---------- DATA SUPPLIED
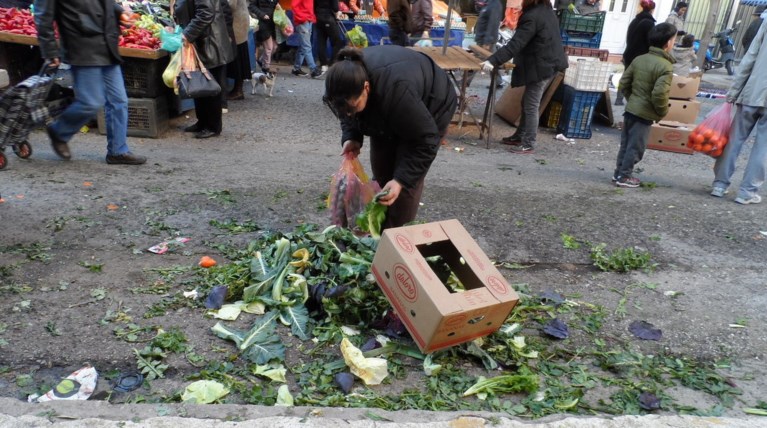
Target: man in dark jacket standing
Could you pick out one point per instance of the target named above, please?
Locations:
(538, 55)
(89, 31)
(636, 38)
--------------------
» WHAT IS REQUIRED: Without the pictures, copy the material exactly as given.

» EXPECTED ANSWER:
Target: man in dark jacket standing
Could you pick out one point per instance of the target named above, please?
Locations:
(538, 55)
(89, 31)
(636, 38)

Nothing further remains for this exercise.